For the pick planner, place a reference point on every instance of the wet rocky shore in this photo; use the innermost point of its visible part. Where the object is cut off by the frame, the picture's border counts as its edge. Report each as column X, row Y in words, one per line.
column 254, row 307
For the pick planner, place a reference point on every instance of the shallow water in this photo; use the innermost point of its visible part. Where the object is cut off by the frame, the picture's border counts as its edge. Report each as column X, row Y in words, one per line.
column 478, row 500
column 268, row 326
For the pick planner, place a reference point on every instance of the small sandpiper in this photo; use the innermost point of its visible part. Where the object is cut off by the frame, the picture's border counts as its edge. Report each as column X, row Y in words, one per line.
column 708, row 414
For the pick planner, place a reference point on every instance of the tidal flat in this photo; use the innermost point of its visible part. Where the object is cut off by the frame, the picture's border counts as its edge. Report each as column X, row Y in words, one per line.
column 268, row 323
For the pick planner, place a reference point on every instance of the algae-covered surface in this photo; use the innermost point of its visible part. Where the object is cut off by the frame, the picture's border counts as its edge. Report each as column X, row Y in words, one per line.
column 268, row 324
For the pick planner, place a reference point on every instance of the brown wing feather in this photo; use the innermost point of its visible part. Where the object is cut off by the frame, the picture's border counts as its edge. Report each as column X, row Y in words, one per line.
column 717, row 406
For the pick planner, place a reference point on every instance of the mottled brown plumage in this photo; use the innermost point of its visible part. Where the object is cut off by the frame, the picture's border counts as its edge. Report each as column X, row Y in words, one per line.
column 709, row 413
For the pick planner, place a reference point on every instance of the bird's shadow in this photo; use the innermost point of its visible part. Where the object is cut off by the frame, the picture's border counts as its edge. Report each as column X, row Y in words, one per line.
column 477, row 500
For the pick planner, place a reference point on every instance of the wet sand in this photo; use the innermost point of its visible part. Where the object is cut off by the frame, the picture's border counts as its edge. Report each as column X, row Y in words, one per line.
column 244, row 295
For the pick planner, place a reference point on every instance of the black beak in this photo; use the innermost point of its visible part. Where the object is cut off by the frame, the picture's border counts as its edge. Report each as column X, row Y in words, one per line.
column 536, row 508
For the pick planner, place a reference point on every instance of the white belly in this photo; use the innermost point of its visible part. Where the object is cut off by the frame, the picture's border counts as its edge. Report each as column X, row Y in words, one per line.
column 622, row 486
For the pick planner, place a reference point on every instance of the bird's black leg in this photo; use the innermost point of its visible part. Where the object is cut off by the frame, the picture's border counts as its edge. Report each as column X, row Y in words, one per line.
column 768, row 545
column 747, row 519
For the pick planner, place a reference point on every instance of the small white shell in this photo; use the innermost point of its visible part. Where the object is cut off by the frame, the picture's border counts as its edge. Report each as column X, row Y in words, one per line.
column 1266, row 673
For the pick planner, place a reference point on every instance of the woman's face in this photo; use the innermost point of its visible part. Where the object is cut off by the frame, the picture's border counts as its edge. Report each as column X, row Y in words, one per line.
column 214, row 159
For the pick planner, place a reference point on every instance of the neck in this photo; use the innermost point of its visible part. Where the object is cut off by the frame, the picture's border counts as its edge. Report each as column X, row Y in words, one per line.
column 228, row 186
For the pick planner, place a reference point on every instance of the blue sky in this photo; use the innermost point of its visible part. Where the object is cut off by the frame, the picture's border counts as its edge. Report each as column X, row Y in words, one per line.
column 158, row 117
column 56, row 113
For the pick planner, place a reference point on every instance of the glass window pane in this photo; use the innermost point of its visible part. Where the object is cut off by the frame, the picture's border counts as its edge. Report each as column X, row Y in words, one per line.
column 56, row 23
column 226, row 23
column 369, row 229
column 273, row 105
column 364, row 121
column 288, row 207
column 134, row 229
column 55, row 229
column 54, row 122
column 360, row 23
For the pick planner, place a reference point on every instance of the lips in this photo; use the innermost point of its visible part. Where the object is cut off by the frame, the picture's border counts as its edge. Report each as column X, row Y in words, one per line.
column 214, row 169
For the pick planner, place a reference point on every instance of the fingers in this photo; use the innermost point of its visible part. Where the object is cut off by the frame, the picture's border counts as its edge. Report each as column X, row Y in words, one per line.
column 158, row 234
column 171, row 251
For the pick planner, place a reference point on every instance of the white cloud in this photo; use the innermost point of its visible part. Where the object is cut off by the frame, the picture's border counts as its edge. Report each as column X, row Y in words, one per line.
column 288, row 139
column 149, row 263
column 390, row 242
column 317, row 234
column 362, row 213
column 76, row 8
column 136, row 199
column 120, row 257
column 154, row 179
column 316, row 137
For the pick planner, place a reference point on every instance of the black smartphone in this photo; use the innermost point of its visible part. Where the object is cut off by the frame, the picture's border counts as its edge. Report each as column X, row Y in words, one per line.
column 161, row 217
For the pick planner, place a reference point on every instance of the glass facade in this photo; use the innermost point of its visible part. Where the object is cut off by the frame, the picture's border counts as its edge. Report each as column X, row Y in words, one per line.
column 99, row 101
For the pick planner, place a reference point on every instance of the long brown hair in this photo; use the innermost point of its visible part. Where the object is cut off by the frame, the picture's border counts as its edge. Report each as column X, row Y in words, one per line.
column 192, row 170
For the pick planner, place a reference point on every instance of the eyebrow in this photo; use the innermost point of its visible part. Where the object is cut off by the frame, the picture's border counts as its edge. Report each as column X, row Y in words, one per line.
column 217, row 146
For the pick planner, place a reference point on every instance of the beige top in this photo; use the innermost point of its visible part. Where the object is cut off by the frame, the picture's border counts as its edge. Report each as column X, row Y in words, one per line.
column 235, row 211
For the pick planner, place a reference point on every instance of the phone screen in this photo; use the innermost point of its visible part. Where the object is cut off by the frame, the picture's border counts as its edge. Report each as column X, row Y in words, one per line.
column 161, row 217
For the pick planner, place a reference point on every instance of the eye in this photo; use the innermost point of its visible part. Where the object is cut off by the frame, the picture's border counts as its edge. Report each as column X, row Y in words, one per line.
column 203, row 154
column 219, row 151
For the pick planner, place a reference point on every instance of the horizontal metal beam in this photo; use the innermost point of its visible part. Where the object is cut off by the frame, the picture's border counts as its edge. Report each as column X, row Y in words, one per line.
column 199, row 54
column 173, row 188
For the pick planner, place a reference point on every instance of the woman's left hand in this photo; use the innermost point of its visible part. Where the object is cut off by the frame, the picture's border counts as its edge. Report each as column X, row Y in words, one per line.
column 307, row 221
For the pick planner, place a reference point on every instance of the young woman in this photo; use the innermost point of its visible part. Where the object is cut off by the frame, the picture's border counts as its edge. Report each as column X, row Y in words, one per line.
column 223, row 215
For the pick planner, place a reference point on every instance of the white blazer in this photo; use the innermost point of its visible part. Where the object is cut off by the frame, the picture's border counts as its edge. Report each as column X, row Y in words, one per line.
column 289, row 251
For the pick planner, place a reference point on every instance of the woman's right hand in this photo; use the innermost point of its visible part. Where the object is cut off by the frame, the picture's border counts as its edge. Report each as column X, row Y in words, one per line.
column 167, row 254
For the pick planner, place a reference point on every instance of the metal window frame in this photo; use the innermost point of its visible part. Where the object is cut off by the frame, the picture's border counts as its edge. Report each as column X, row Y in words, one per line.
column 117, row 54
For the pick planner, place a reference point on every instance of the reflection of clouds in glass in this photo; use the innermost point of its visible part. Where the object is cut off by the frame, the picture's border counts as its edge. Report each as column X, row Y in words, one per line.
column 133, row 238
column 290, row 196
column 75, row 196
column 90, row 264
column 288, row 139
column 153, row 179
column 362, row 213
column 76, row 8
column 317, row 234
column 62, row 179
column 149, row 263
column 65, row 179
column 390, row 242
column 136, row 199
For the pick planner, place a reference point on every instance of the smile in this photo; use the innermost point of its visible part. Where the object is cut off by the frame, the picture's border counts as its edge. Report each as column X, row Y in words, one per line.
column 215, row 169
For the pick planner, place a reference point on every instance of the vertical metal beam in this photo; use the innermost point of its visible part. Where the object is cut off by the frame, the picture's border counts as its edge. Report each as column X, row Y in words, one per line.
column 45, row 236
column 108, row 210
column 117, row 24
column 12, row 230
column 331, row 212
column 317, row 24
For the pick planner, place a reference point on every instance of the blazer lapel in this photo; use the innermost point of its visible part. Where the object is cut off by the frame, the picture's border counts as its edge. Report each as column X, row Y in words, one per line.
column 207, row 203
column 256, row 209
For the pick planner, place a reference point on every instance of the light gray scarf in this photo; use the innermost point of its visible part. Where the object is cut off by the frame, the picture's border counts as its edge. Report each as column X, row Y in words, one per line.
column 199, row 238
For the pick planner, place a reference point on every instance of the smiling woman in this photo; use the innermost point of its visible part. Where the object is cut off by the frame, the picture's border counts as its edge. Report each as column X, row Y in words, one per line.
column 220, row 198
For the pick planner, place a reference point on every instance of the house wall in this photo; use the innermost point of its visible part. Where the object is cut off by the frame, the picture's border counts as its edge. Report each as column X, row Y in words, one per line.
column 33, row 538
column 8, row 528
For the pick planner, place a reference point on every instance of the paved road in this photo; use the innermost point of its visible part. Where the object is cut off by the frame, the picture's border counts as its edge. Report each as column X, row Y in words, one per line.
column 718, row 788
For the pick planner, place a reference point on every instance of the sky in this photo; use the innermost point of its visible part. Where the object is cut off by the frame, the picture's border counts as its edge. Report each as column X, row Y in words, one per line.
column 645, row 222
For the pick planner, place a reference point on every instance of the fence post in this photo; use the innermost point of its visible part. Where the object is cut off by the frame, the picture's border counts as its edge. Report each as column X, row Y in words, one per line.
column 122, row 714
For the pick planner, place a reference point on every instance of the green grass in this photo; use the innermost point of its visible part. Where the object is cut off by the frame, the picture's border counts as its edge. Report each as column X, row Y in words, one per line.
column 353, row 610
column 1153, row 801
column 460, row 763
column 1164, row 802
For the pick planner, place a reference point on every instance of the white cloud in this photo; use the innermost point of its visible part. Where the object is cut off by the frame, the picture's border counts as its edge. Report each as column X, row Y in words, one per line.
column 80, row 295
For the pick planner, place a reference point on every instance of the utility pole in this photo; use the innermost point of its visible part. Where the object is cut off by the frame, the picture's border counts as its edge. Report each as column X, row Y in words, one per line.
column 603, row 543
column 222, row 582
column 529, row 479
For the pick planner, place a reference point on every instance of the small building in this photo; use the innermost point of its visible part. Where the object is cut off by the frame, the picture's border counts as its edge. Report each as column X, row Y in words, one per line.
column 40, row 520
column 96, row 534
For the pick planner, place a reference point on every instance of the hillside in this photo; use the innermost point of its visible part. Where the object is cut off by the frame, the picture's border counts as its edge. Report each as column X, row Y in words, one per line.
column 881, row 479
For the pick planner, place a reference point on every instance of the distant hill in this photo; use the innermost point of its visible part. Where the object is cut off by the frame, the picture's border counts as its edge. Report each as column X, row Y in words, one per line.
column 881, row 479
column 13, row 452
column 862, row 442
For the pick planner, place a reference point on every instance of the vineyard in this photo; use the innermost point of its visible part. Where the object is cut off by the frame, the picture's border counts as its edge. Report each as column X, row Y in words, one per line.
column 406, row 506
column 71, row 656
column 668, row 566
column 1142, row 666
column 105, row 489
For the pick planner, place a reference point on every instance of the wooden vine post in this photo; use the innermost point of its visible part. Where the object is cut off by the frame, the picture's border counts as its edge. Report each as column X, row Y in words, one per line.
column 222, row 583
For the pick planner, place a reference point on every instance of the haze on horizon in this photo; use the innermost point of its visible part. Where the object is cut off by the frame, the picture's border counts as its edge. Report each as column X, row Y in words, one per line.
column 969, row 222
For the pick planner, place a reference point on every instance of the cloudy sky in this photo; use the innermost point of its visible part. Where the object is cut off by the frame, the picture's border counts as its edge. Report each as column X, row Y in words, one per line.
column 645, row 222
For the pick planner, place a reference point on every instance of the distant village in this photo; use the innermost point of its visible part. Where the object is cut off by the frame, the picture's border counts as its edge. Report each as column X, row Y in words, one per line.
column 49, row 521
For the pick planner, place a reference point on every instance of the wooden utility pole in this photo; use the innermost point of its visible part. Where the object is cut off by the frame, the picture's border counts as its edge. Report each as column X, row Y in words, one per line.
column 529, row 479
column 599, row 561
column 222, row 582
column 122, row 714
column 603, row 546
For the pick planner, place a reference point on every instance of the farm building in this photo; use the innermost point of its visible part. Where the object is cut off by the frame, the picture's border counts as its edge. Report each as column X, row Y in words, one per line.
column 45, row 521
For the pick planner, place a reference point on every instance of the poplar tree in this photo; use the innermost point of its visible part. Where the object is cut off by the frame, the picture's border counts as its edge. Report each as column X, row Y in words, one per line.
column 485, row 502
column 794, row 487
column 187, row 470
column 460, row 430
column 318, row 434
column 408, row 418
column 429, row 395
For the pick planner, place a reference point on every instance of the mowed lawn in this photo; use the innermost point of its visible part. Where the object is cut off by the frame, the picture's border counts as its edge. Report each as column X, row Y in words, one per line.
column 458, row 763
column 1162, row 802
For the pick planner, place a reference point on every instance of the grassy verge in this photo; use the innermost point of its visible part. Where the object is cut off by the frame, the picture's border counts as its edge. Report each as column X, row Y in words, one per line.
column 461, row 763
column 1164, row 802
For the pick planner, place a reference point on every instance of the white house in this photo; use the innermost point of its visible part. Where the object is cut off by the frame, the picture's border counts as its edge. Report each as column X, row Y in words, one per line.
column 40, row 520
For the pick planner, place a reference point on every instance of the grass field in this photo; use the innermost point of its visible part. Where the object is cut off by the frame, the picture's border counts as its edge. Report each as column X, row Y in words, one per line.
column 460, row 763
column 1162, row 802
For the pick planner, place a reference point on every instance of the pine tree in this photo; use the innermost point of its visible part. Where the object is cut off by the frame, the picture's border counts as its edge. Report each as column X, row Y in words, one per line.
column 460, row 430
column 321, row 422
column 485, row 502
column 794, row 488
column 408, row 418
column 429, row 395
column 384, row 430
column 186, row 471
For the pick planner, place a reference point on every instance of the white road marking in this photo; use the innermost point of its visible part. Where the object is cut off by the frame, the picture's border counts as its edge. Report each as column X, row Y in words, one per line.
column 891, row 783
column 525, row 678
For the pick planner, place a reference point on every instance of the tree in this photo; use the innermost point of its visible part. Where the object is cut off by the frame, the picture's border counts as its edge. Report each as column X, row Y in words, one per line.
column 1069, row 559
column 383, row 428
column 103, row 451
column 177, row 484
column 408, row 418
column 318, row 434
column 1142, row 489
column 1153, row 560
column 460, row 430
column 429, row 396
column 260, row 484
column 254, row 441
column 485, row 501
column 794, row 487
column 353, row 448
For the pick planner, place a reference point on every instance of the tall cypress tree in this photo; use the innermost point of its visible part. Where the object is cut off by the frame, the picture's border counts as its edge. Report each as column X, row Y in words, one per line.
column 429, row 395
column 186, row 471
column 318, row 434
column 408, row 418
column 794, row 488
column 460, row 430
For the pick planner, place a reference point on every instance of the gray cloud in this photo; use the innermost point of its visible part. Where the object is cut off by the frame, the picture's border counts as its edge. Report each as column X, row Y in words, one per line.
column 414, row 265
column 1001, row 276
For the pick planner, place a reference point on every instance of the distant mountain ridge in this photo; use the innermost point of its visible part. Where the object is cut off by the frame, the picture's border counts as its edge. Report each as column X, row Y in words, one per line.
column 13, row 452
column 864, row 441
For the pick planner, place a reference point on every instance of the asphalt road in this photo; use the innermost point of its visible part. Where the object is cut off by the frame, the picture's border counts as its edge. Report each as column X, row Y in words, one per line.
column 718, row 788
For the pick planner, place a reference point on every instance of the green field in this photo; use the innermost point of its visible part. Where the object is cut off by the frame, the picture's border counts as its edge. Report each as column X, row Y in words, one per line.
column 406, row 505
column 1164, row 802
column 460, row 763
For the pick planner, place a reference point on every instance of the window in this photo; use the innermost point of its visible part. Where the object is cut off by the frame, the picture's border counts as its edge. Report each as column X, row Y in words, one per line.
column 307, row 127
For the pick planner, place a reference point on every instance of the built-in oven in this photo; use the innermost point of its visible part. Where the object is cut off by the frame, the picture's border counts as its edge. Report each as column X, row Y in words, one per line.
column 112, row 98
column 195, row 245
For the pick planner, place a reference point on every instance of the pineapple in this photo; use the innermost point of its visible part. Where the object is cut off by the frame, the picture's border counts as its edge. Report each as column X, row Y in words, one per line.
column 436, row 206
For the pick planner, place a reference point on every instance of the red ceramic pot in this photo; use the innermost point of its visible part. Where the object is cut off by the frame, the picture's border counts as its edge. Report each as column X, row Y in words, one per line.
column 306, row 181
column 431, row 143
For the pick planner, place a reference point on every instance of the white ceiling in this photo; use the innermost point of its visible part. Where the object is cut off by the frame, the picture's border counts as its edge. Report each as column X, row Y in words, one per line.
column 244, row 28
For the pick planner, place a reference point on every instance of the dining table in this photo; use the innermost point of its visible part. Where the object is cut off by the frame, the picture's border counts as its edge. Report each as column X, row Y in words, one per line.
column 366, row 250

★ ★ ★ ★ ★

## What is being asked
Repeat the records above word for word, everything from the line containing "of the neck" down to the line containing "column 214, row 169", with both of those lines included.

## Complete response
For the pick planner, place a reference point on every instance of the neck in this photo; use the innermost point of its visible part. Where the object is cut off by the frame, the picture's border counts as its edge. Report each as column X, row Y in words, one per line.
column 228, row 186
For the pick planner, place a reference point on every instance of the blue sky in this photo; use the innermost point of its visible part. Where the object is cut off by the frame, the picture's border counts as its edge. Report each as column X, row Y in words, one per line.
column 158, row 117
column 56, row 113
For the pick planner, place a reference point on every instance of the glass window pane in this photo; use the innermost point of its visible part. Where the object is cut off by the frame, the picture's border counts as its edge. Report each as column X, row Y in words, one per line.
column 56, row 23
column 226, row 23
column 369, row 229
column 273, row 105
column 364, row 121
column 288, row 207
column 134, row 229
column 55, row 229
column 54, row 122
column 360, row 23
For the pick planner, place a reference point on every instance of the lips in this photo; use the innermost point of its visible part. Where the object is cut off by the frame, the picture's border counts as its edge. Report each as column X, row Y in words, one per line.
column 214, row 169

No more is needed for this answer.